From b9a4f3336af7c78f9f7b66f7c91a419108b7ec83 Mon Sep 17 00:00:00 2001
From: Jiaming Yuan <jm.yuan@outlook.com>
Date: Tue, 13 Apr 2021 08:38:27 +0800
Subject: [PATCH] 1.4 release notes. (#6843)

---
 NEWS.md | 227 ++++++++++++++++++++++++++++++++++++++++++++++++++++++++
 1 file changed, 227 insertions(+)

diff --git a/NEWS.md b/NEWS.md
index 4486a83bf..4d7452c9b 100644
--- a/NEWS.md
+++ b/NEWS.md
@@ -3,6 +3,233 @@ XGBoost Change Log
 
 This file records the changes in xgboost library in reverse chronological order.
 
+## v1.4.0 (2021.04.12)
+
+### Introduction of pre-built binary package for R, with GPU support
+Starting with release 1.4.0, users now have the option of installing `{xgboost}` without
+having to build it from the source. This is particularly advantageous for users who want
+to take advantage of the GPU algorithm (`gpu_hist`), as previously they'd have to build
+`{xgboost}` from the source using CMake and NVCC. Now installing `{xgboost}` with GPU
+support is as easy as: `R CMD INSTALL ./xgboost_r_gpu_linux.tar.gz`. (#6827)
+
+See the instructions at https://xgboost.readthedocs.io/en/latest/build.html
+
+### Improvements on prediction functions
+XGBoost has many prediction types including shap value computation and inplace prediction.
+In 1.4 we overhauled the underlying prediction functions for C API and Python API with an
+unified interface. (#6777, #6693, #6653, #6662, #6648, #6668, #6804)
+* Starting with 1.4, sklearn interface prediction will use inplace predict by default when
+  input data is supported.
+* Users can use inplace predict with `dart` booster and enable GPU acceleration just
+  like `gbtree`.
+* Also all prediction functions with tree models are now thread-safe.  Inplace predict is
+  improved with `base_margin` support.
+* A new set of C predict functions are exposed in the public interface.
+* A user-visible change is a newly added parameter called `strict_shape`.  See
+  https://xgboost.readthedocs.io/en/latest/prediction.html for more details.
+
+
+### Improvement on Dask interface
+* Starting with 1.4, the Dask interface is considered to be feature-complete, which means
+  all of the models found in the single node Python interface are now supported in Dask,
+  including but not limited to ranking and random forest.  Also, the prediction function
+  is significantly faster and supports shap value computation.

WHAT TO WORK ON.
[1] Duplicate the passage of the XGBoost 1.4 release notes from "From b9a4f3336af7c78f9f7b66f7c91a419108b7ec83 Mon" up to and including "release notes. (#6843)".
[2] Turn the paragraph of the XGBoost 1.4 release notes that begins "Starting with release 1.4.0" into a short bulleted list that keeps its main facts.
[3] In the XGBoost 1.4 release notes, what does sklearn interface prediction use by default when the input data is supported?

INFORMATION PROVIDED.
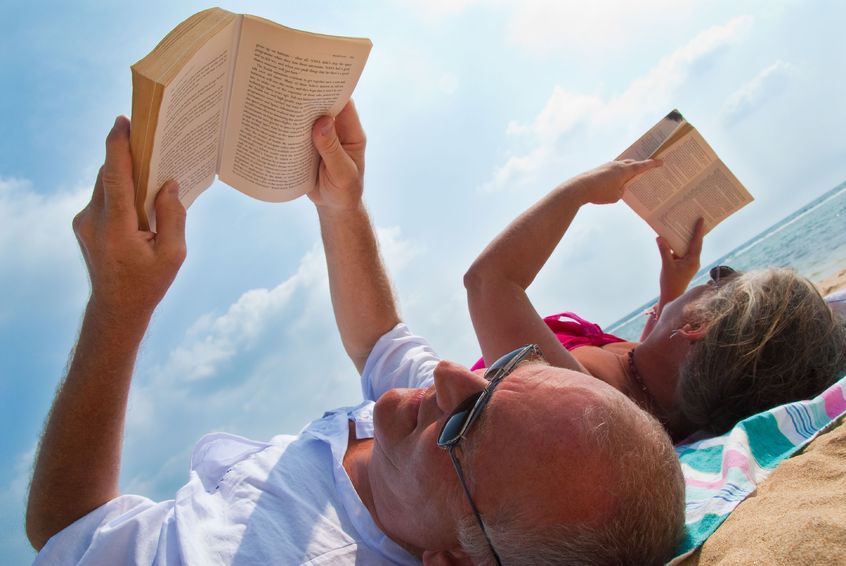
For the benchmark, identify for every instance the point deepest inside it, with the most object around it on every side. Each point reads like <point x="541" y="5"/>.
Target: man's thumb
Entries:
<point x="329" y="146"/>
<point x="170" y="218"/>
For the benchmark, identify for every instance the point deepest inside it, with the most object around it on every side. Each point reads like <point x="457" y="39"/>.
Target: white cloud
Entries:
<point x="766" y="84"/>
<point x="211" y="341"/>
<point x="37" y="249"/>
<point x="437" y="10"/>
<point x="566" y="111"/>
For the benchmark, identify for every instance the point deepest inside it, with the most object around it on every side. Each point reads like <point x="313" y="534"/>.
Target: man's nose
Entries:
<point x="454" y="383"/>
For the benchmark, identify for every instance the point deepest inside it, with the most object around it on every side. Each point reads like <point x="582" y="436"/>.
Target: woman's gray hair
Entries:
<point x="646" y="520"/>
<point x="770" y="339"/>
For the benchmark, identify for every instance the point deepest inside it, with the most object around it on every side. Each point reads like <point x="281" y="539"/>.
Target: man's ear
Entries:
<point x="446" y="558"/>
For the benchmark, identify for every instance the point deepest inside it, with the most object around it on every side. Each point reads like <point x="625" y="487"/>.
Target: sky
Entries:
<point x="473" y="111"/>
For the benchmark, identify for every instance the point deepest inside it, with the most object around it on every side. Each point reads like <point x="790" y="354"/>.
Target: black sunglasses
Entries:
<point x="721" y="272"/>
<point x="468" y="411"/>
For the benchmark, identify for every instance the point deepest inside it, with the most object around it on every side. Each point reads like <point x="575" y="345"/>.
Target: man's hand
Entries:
<point x="677" y="271"/>
<point x="130" y="269"/>
<point x="605" y="184"/>
<point x="340" y="142"/>
<point x="78" y="461"/>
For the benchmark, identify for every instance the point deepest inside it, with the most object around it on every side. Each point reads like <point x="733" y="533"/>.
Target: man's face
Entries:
<point x="517" y="444"/>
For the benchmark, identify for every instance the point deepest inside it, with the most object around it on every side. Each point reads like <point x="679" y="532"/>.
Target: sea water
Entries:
<point x="812" y="241"/>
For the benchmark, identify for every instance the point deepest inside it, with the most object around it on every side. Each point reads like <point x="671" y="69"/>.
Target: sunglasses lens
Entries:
<point x="455" y="423"/>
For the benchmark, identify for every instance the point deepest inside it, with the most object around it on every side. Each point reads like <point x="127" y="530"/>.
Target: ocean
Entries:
<point x="812" y="241"/>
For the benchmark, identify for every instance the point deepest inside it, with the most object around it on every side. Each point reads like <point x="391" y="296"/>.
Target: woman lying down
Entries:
<point x="709" y="356"/>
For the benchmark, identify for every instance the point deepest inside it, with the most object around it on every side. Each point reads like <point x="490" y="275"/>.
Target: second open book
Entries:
<point x="692" y="183"/>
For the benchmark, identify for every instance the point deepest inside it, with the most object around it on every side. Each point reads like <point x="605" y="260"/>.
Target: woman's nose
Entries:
<point x="454" y="383"/>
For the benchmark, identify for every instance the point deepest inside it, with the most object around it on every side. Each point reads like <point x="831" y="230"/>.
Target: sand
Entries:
<point x="797" y="516"/>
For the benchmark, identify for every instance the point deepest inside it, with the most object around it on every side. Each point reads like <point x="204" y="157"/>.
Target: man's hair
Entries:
<point x="645" y="520"/>
<point x="770" y="339"/>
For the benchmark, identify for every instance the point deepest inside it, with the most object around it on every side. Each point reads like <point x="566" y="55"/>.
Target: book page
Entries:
<point x="187" y="137"/>
<point x="646" y="145"/>
<point x="284" y="80"/>
<point x="692" y="183"/>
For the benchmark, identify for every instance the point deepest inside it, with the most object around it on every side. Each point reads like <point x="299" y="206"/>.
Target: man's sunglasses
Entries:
<point x="468" y="411"/>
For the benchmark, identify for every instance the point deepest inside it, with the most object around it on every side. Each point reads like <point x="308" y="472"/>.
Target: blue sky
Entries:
<point x="473" y="110"/>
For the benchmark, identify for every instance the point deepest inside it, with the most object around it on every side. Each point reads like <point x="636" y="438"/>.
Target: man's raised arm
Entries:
<point x="362" y="299"/>
<point x="78" y="461"/>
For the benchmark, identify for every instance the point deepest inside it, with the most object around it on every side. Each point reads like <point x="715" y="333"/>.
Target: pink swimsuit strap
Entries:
<point x="572" y="334"/>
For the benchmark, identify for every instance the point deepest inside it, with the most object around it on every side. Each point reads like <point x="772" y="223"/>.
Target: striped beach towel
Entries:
<point x="721" y="472"/>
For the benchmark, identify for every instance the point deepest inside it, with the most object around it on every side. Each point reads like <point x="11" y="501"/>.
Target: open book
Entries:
<point x="693" y="182"/>
<point x="235" y="95"/>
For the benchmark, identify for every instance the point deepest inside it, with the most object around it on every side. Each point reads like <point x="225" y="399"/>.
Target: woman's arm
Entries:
<point x="496" y="282"/>
<point x="676" y="273"/>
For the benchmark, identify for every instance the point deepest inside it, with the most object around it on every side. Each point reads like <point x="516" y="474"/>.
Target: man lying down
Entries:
<point x="525" y="464"/>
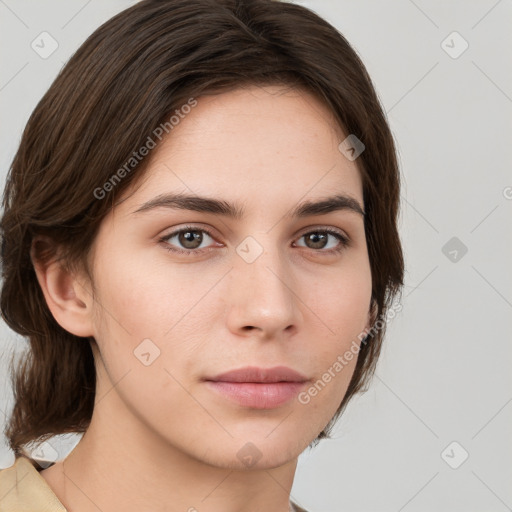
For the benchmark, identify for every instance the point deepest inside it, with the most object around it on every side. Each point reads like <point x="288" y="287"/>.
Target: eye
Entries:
<point x="318" y="240"/>
<point x="190" y="238"/>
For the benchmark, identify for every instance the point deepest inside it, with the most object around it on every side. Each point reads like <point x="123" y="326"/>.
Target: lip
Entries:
<point x="258" y="388"/>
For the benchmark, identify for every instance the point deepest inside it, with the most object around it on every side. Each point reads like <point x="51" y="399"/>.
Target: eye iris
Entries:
<point x="319" y="240"/>
<point x="190" y="237"/>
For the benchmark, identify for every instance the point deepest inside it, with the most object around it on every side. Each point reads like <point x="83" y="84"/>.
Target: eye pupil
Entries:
<point x="190" y="237"/>
<point x="319" y="240"/>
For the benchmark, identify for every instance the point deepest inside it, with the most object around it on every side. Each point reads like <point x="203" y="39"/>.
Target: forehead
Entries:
<point x="256" y="145"/>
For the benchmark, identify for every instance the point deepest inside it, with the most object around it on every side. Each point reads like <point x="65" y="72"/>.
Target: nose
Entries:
<point x="262" y="297"/>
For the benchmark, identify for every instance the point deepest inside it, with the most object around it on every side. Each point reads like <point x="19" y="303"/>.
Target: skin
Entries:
<point x="159" y="438"/>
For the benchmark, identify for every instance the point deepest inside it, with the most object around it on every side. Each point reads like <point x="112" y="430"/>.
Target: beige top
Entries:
<point x="23" y="489"/>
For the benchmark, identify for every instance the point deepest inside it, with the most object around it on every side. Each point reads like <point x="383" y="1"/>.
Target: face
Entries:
<point x="186" y="292"/>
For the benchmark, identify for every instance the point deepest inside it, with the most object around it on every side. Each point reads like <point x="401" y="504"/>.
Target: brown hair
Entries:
<point x="120" y="85"/>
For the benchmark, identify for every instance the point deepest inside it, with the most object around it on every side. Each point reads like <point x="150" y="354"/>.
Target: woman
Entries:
<point x="200" y="244"/>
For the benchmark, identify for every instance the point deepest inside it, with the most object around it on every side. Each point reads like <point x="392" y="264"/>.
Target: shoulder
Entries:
<point x="23" y="488"/>
<point x="296" y="508"/>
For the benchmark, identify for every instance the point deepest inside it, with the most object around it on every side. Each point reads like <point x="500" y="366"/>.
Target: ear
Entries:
<point x="372" y="315"/>
<point x="68" y="297"/>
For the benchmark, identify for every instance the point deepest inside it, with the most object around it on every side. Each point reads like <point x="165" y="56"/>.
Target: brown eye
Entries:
<point x="187" y="240"/>
<point x="318" y="240"/>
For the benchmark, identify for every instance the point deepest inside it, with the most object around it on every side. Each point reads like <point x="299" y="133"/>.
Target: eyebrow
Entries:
<point x="339" y="202"/>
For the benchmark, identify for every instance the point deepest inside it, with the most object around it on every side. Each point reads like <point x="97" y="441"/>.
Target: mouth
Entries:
<point x="258" y="388"/>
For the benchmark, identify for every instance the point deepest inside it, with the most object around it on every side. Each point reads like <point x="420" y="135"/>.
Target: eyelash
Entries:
<point x="344" y="241"/>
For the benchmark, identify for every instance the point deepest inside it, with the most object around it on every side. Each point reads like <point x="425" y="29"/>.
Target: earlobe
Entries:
<point x="372" y="316"/>
<point x="68" y="300"/>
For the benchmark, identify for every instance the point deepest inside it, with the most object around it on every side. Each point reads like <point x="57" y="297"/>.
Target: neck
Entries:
<point x="121" y="464"/>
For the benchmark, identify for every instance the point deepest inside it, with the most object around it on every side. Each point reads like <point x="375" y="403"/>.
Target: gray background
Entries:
<point x="444" y="375"/>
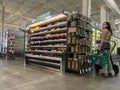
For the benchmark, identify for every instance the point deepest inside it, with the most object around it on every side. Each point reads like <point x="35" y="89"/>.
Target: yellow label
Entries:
<point x="35" y="28"/>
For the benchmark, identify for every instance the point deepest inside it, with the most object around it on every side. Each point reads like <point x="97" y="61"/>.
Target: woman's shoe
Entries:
<point x="105" y="74"/>
<point x="112" y="74"/>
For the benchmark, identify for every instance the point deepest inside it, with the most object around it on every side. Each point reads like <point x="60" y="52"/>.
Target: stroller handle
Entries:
<point x="114" y="44"/>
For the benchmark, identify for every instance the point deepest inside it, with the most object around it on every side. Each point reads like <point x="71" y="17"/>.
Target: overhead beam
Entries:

EXERCISE RESULTS.
[1]
From b9a4f3336af7c78f9f7b66f7c91a419108b7ec83 Mon Sep 17 00:00:00 2001
From: Jiaming Yuan <jm.yuan@outlook.com>
Date: Tue, 13 Apr 2021 08:38:27 +0800
Subject: [PATCH] 1.4 release notes. (#6843)

[2]
- From release 1.4.0, R users can install `{xgboost}` without building it from source.
- This especially helps users of the GPU algorithm (`gpu_hist`), who before had to build from source with CMake and NVCC.
- Installing with GPU support now takes one command: `R CMD INSTALL ./xgboost_r_gpu_linux.tar.gz` (#6827).

[3] Inplace predict.